+++ 引用段落 +++

因處理麻煩，所以本人以從簡方式約略處理，其他帖的資料也不再採計，等日後興致來了(?)再做詳細版本。


獸列表

----------


## 拉斯卡(Laska)

我來挑錯了˙3˙+++

拉斯卡(Laska)/高雄市鼓山區(大榮高中附近)/高雄市三民區(高雄高級中學)

辛苦了(遞茶)

----------


## 天牙  狼

改一下

天牙 狼 /台北市信義區(捷運六張黎站)/台北市內湖區(內湖高中)

改好啦...
內湖是在台北市喔...

----------


## BALTO

真是辛苦你了...

竟然能整理出這麼一大筆資料

順便補一下我的學校是台北市成功高中(沒記錯的話應該是中正區....

----------


## 寒燒

[spacer]
小弟是台南市人，謝謝勘誤


[spacer]

----------


## Totem‧T

To 拉斯卡(Laska) 感謝你的指正
To 天牙 狼 感謝你的指正(小生搞糊塗內湖的縣市別了...
To BALTO 感謝你的提供 小生會再去確認一次成功高中的位置
To 寒燒 感謝你的指正 附帶問一下 是台南市的北區 然後就讀高雄縣楠梓區嗎??
還有 請問是住校嗎??

新增 逆 囧的閒狼 Tails 綠茶狼small 

今日參考白袍狐仙的建議
先把台北市的問號去掉來做試驗了
效果不錯
近日清除其他地區的問號
近日也會把各縣市的獸友數量和比例算出
感謝各位

----------


## 幻貓

來更正囉~

幻貓/台北縣三重市/台北市大安區〈師大附中〉

能做出旁大統計數字的獸於我來說都很偉大  :Very Happy:

----------


## 星空小克

我來嚕~(謎:你誰呀?)

+++

[題目要求]:
請依出現順序，列出這段論壇討論中每段標題所示的發文者名稱。

+++ 所給紀錄 +++

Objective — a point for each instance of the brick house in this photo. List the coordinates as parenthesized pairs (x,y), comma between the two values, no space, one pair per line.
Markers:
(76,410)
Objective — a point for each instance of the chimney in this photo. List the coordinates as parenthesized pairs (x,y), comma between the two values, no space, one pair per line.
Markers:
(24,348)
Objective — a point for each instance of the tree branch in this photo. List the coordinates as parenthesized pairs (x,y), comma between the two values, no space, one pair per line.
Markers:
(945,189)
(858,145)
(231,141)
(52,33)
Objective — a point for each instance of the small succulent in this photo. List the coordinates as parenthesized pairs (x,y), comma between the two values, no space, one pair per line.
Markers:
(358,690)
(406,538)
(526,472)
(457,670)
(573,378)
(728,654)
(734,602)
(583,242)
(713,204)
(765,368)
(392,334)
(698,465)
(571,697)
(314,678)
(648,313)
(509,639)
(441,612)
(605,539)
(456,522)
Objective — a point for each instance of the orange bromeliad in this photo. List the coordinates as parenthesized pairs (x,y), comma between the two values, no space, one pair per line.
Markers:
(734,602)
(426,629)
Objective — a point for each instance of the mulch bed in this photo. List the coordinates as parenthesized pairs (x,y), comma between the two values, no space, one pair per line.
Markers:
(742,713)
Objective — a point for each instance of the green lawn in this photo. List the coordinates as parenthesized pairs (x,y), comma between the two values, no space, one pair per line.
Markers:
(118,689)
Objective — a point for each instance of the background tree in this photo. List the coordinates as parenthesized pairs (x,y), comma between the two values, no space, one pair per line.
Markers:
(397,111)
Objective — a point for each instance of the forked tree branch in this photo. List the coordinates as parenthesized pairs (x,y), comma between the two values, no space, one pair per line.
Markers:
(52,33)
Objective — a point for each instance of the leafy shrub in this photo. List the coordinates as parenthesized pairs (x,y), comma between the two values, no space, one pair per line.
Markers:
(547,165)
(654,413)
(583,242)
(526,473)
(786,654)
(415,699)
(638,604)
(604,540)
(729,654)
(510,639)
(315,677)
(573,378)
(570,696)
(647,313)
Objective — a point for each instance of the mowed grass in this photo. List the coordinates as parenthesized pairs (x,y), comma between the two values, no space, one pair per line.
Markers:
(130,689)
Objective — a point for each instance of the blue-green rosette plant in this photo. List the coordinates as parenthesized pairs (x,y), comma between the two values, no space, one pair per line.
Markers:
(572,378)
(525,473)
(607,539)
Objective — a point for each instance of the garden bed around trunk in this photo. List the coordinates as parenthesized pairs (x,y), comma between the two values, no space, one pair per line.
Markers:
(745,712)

+++

[本題解答]:
拉斯卡(Laska)、天牙 狼、BALTO、寒燒、Totem‧T、幻貓、星空小克